* **Short exercise**
Return the lines of the listing below word for word, starting at the line that contains "on the store" and ending at the line that contains "Target: product box on shelf", both included.

* **Rows**
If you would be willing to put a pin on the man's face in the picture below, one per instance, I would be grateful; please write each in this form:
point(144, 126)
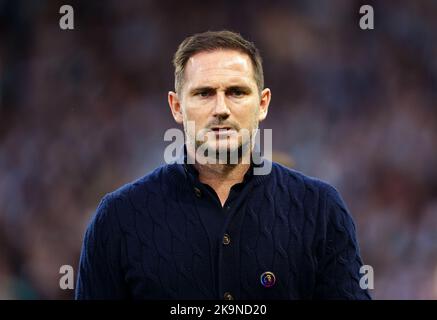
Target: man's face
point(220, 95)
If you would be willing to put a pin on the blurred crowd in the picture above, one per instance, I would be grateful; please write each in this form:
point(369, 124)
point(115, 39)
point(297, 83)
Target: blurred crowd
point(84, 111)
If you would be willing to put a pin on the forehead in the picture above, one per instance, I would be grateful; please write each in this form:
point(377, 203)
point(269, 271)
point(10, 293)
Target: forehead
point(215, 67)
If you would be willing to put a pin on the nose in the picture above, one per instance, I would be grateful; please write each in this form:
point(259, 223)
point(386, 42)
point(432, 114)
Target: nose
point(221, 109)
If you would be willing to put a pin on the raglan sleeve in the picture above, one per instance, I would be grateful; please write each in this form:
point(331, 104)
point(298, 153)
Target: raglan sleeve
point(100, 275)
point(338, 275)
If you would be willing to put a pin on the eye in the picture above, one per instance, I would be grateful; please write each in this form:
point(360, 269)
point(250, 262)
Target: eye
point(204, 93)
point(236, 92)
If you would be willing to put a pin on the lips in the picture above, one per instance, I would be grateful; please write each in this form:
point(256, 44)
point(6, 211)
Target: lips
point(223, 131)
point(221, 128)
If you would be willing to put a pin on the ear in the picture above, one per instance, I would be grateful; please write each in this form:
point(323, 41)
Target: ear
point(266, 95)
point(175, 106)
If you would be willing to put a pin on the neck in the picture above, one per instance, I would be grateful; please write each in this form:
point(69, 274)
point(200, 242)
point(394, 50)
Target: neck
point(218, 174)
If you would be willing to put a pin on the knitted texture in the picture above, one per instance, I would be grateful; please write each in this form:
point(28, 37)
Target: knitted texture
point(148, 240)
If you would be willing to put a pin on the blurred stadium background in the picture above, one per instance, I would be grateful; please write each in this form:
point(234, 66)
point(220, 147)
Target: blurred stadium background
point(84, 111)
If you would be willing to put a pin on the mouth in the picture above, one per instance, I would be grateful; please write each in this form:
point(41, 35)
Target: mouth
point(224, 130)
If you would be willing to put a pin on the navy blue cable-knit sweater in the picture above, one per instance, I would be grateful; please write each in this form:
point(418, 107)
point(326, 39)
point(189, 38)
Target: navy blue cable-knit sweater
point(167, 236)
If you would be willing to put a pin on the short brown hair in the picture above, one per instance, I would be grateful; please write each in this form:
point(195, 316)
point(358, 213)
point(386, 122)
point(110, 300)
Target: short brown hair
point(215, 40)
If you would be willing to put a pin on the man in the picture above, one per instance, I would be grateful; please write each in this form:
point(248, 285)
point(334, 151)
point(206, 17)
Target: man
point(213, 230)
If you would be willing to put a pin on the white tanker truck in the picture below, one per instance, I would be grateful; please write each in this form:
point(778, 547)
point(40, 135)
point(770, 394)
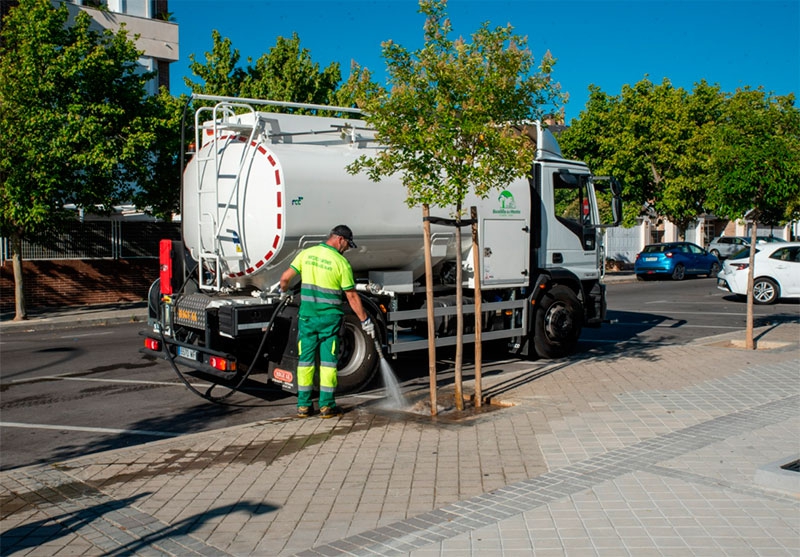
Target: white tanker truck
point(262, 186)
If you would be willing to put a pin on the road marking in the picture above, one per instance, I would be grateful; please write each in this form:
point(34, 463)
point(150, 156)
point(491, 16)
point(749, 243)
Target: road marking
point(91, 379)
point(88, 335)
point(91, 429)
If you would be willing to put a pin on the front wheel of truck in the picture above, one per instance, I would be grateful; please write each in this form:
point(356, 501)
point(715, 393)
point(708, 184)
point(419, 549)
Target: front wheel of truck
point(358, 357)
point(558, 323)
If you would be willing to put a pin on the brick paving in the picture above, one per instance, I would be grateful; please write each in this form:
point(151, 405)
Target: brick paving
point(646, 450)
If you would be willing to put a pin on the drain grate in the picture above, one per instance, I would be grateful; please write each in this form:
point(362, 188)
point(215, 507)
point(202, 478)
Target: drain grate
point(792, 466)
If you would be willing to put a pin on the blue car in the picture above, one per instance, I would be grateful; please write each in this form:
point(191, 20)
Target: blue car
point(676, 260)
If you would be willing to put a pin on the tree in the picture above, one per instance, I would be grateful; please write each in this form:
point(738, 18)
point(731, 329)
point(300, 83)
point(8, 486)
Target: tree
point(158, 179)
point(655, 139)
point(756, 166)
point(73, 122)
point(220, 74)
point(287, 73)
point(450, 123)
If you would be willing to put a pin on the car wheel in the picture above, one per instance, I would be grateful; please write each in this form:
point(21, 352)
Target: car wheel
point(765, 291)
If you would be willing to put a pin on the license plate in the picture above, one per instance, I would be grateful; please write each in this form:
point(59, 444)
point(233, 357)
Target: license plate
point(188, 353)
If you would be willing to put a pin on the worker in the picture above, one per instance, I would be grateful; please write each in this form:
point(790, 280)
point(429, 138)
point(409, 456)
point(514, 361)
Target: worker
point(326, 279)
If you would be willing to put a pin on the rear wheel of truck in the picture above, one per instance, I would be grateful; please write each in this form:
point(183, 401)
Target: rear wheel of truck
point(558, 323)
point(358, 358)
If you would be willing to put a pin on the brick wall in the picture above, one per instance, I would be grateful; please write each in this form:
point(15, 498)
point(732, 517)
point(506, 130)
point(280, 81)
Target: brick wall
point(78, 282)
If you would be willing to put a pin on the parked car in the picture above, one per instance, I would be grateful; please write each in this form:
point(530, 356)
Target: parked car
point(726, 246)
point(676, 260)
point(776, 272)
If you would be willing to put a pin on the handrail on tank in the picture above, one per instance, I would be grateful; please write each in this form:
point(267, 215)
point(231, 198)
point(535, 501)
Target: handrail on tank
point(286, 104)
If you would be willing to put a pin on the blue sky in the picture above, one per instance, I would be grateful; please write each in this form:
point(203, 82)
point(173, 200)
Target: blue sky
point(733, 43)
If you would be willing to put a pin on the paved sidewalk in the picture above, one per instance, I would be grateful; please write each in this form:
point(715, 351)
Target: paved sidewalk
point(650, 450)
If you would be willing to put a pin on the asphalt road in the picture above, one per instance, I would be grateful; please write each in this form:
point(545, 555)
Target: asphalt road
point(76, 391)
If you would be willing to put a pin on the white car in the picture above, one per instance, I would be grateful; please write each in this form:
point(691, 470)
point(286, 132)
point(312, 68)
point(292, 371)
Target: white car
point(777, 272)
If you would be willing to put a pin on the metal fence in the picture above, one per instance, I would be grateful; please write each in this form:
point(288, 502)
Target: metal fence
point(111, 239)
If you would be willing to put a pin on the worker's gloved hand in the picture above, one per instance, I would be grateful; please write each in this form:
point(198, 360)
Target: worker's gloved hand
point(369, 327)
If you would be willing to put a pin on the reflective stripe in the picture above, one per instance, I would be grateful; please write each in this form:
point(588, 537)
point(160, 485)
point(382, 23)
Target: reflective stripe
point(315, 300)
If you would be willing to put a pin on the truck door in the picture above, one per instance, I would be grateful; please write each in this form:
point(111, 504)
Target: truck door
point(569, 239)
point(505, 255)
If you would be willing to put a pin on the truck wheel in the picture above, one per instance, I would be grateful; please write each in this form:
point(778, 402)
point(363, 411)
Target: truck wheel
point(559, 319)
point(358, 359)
--
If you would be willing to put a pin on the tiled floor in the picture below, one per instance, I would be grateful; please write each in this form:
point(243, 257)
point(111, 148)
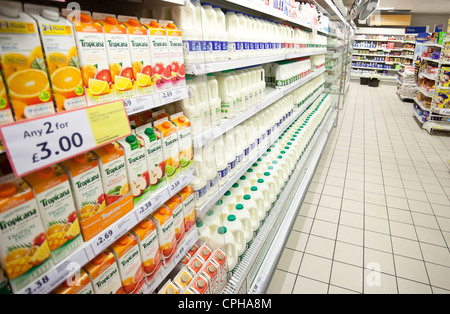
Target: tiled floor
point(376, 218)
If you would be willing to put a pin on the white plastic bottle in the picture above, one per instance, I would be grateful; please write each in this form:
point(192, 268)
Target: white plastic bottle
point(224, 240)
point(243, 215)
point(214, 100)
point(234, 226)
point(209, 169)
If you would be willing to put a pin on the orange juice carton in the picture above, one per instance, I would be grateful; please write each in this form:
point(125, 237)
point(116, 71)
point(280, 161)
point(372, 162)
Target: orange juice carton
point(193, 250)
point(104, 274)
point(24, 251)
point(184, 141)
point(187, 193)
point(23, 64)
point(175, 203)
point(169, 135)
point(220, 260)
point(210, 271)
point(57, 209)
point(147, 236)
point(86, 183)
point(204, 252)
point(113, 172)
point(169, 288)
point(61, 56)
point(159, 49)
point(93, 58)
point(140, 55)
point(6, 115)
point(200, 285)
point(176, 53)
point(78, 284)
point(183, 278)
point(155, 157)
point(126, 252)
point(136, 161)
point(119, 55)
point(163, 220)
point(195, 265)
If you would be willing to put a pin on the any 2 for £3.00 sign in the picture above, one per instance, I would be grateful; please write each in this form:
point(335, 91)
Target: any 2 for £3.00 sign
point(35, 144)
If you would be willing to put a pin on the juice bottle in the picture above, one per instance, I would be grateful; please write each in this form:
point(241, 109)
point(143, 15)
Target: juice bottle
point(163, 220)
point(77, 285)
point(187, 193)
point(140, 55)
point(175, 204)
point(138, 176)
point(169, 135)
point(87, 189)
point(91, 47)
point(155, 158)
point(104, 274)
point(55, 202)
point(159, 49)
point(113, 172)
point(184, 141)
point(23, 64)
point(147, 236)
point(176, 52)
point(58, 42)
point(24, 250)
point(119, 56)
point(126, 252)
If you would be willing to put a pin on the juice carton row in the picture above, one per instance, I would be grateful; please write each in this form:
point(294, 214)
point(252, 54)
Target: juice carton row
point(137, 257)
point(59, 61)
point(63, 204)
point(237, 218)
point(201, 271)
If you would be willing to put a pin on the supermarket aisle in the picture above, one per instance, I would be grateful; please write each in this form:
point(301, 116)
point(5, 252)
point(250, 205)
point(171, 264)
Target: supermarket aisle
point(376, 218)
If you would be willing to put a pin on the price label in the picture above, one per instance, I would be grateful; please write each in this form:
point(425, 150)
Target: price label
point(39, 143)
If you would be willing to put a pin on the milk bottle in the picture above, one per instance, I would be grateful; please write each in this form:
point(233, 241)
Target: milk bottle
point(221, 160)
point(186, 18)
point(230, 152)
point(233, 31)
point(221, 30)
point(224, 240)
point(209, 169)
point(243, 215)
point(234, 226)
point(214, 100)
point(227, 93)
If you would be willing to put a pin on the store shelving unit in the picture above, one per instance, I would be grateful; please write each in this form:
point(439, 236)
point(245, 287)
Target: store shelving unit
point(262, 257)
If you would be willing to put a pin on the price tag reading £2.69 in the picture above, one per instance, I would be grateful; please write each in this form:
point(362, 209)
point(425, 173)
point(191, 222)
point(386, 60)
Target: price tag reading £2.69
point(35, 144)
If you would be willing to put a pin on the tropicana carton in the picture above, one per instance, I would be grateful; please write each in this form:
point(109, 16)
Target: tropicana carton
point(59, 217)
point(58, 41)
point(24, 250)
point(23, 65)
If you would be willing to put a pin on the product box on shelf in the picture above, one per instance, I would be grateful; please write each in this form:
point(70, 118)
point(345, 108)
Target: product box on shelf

* **Problem solution**
If you would be willing to put a pin on the store shelving unit in the picture above, one per instance, I would be grateful; please write each in this form:
point(439, 236)
point(245, 287)
Target: store shelving unit
point(262, 257)
If you would be willing to put a pin on the price tag reading £2.69 in the picture above, one per instance, I would be grateful; please write each in this form:
point(362, 209)
point(425, 173)
point(191, 222)
point(386, 60)
Target: price tag reading £2.69
point(35, 144)
If you would be willing to put a pin on the tropicana carton in the picture above, one per instance, I would be grateful; please write each in this form:
point(109, 16)
Target: tropicana carton
point(59, 217)
point(58, 41)
point(24, 250)
point(23, 65)
If you would be willing to put a pin on the product box on shelf in the picture above, one per instance, I would be grateful; please write each in this form:
point(70, 118)
point(345, 108)
Target: product box on shelf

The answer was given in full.